[Requirements] Name every module imported in the code block of the sign_pdfs_optimized walkthrough.

start Excerpted passage

Files

buenosairesam 29b095d583 package size calculator

2026-05-13 17:23:25 -03:00

11 KiB

Raw Blame History

sign_pdfs_optimized — Walkthrough

Production-refined fork of sign_pdfs. Applies 8 improvements at once; meant to be compared side-by-side with the original in the local tester.

The original sign_pdfs is the "before" snapshot — it is left untouched. This file (sign_pdfs_optimized/handler.py) is the "after": same contract, same output shape, all the rough edges from the original fixed.

Block 1 — Imports and sentinel

import asyncio, json, os, time, uuid
import aioboto3
import aiofiles

_DONE = object()

Nothing new at the import level. _DONE is a sentinel object used to signal consumers that the producer has finished. Using a unique object (rather than None or a string) means no PDF key will ever accidentally match it.

end Excerpted passage
start Information provided

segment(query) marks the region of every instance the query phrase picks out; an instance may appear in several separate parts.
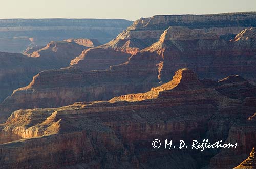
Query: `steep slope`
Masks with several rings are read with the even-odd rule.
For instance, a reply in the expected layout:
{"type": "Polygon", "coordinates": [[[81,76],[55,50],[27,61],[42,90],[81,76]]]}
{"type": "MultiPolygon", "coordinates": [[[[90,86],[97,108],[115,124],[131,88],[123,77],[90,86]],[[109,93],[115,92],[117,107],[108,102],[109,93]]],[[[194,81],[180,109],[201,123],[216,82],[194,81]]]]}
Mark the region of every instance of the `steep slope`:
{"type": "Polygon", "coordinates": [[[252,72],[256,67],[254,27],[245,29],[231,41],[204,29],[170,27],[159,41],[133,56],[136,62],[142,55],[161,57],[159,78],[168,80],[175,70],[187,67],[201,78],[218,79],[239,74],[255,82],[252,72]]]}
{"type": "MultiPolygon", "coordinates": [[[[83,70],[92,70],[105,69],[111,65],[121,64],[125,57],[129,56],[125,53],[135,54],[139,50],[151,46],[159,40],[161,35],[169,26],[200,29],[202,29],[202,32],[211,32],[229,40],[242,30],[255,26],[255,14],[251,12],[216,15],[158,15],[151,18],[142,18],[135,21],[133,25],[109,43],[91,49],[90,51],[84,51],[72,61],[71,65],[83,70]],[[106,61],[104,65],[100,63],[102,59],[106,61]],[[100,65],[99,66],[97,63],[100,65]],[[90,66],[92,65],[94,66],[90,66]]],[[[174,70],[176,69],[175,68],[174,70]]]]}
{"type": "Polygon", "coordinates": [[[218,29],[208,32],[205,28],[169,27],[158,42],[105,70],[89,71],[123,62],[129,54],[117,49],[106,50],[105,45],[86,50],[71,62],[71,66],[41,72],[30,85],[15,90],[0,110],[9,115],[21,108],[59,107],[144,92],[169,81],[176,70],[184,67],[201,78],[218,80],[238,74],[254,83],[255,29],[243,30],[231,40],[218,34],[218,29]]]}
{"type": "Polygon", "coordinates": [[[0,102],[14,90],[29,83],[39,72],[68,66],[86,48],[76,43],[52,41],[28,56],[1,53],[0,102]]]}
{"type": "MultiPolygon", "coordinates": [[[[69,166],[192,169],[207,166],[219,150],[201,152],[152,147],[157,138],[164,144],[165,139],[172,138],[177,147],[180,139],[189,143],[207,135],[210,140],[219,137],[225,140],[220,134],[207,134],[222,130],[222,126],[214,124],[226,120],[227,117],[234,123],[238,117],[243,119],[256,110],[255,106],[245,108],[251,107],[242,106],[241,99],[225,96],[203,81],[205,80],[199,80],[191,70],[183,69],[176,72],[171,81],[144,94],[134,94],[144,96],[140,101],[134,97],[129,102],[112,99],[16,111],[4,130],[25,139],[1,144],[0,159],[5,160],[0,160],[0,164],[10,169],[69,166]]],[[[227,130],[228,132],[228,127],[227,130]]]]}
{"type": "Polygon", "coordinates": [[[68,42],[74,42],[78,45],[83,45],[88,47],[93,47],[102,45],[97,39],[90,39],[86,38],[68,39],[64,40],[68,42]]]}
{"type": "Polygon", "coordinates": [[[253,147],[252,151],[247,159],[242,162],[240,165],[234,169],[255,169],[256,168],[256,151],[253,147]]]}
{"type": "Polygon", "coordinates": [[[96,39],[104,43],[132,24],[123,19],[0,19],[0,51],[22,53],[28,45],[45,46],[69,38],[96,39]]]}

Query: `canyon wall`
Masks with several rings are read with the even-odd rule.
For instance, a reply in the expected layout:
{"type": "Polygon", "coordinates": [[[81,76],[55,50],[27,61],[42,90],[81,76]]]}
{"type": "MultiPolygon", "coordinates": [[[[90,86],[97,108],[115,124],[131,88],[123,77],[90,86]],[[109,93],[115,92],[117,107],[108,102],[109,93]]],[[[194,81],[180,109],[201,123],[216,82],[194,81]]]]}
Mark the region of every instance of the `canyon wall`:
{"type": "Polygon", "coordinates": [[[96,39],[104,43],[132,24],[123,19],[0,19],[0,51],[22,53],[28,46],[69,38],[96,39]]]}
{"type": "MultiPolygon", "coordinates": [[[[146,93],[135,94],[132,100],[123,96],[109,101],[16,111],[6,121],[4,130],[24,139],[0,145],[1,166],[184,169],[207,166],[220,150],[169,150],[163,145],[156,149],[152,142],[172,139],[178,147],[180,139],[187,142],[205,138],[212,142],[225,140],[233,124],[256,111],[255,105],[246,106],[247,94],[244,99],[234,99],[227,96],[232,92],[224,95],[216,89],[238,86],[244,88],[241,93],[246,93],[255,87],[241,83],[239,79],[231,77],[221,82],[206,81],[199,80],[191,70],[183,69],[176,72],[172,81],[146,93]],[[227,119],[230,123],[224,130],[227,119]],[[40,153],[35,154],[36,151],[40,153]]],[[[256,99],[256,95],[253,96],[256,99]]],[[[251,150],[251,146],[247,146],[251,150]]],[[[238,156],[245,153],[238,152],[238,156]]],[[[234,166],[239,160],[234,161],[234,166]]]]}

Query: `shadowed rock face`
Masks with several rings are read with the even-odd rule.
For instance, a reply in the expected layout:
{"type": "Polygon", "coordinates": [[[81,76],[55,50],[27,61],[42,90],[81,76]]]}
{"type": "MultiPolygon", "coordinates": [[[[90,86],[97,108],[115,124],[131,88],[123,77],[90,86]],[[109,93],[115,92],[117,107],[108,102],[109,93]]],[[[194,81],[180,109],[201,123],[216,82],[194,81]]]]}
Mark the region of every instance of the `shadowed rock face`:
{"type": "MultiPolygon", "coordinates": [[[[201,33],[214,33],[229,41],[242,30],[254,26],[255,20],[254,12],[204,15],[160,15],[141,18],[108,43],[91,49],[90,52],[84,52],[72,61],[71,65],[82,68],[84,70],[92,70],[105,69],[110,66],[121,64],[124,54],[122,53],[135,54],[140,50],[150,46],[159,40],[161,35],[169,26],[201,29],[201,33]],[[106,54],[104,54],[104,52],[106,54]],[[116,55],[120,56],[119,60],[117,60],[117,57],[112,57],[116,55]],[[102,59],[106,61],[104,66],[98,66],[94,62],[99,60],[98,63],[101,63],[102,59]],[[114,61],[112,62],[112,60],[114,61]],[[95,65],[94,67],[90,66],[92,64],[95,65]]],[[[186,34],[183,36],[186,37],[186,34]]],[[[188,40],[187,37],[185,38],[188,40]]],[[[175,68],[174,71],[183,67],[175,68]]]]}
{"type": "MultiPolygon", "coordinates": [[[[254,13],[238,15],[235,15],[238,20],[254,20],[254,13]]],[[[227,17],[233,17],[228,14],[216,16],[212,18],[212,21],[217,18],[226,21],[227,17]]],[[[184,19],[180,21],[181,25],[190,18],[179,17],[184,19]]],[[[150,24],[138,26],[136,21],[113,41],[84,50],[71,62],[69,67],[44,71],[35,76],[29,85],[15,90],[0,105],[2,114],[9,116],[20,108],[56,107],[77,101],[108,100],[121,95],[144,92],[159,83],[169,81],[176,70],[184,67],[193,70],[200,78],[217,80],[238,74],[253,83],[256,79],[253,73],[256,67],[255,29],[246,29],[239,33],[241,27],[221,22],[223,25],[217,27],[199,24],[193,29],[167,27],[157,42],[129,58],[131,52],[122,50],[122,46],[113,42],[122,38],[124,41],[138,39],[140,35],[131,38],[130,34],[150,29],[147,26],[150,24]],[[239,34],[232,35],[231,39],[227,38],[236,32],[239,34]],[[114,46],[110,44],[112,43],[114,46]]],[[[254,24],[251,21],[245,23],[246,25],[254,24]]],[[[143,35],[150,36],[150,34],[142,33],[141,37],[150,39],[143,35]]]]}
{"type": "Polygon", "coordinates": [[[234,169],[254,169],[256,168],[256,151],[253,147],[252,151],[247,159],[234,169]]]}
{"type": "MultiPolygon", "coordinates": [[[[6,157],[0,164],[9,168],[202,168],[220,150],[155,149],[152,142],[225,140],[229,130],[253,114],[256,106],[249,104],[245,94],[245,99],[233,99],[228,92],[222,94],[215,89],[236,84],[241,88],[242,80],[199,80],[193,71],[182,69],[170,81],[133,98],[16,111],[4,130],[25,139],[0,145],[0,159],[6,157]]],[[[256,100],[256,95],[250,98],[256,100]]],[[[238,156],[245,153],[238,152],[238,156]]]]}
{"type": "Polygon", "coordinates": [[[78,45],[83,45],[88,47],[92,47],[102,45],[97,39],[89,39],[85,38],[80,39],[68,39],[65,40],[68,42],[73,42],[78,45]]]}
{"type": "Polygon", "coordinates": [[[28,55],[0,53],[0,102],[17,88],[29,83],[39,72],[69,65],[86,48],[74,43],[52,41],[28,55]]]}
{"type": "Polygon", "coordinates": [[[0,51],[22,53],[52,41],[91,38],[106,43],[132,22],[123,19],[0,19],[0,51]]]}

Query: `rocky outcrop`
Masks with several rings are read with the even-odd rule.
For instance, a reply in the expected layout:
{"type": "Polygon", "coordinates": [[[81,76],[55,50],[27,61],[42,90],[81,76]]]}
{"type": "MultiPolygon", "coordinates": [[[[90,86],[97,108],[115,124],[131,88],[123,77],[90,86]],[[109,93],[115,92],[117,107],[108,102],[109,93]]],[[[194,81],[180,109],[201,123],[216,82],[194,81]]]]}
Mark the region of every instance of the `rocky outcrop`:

end Information provided

[Answer for this exercise] asyncio, json, os, time, uuid, aioboto3, aiofiles